Goal
Copy out every line of the material below word for word.

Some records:
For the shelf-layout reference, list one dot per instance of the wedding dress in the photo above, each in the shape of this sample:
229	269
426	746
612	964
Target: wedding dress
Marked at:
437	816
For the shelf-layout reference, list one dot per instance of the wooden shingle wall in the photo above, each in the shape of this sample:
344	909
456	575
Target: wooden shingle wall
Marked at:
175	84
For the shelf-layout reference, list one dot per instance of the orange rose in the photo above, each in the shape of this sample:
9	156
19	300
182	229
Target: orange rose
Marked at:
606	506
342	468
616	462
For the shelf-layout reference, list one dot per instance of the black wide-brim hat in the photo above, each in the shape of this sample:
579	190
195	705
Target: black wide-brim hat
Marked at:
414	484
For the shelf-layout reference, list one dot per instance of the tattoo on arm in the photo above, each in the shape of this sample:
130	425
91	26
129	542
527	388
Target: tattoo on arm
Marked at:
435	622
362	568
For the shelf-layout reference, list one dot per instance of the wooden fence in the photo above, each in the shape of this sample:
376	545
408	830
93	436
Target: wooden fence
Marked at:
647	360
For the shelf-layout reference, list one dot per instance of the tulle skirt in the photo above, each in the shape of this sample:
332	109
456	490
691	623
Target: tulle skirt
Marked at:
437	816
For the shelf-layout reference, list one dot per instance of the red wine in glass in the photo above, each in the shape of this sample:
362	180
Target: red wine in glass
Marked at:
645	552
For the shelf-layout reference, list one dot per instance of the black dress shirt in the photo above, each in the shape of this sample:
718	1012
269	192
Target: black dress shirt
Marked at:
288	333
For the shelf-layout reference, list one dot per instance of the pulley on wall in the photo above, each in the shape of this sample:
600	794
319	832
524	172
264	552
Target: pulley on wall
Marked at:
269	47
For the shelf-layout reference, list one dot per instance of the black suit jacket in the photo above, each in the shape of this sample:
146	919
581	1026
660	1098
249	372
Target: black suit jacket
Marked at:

Output of the exercise
For the shelf-layout reference, list one dot per instance of the wedding dress in the photo above, each in the shape of this sample:
229	269
426	746
612	964
Target: wedding dress
Marked at:
437	816
For the shelf-layout reference, list one dot per instance of the wooden shingle wall in the photo above, each in the shape of this sample:
344	909
456	575
Target: wooden shingle wall
Marked at:
175	84
For the shelf-layout reference, list one dot per instance of the orange rose in the photo above, each in the shape of this sample:
9	156
19	300
182	229
Target: orange rose
Marked at:
606	506
342	468
616	462
For the shelf-layout reference, list one dot per instance of the black wide-brim hat in the photo above, each in the shape of this sample:
579	190
195	705
Target: black wide-brim hat
Marked at:
414	484
For the shelf-layout reference, list one dot per instance of the tattoo on arm in the photo above, each in the shape of this sample:
130	425
91	26
129	542
527	388
Target: tattoo on arm
Marked at:
435	622
362	568
For the shelf-layout reference, list one dot per instance of the wooden fence in the photo above, each in the shape of this sample:
376	545
408	830
93	436
Target: wooden fence
Marked at:
647	360
For the shelf-layout reference, list one dot per instance of the tulle skirt in the photo above, each in the shape of this sample:
332	109
456	490
691	623
Target: tulle skirt
Marked at:
437	816
For the shelf-layout reference, list one dot per instance of the red wine in glass in the photo above, each in the shape of this sample:
362	180
Target: red wine in glass
Marked at:
645	552
For the shelf-layout reference, list one dot per instance of the black dress shirt in the photo above, each in the shape of this sample:
718	1012
269	192
Target: black dress shirt
Marked at:
288	333
For the shelf-layout reference, list one dot per instance of the pulley on wall in the photo above, each in the shape of this sample:
600	794
319	832
524	172
264	552
Target: pulley on wall
Marked at:
269	47
For the shelf-layout reference, list one dot per instance of the black suit jacket in the photo above, each in the shape of this sample:
146	919
581	1026
660	1098
249	372
Target: black suit jacket
Marked at:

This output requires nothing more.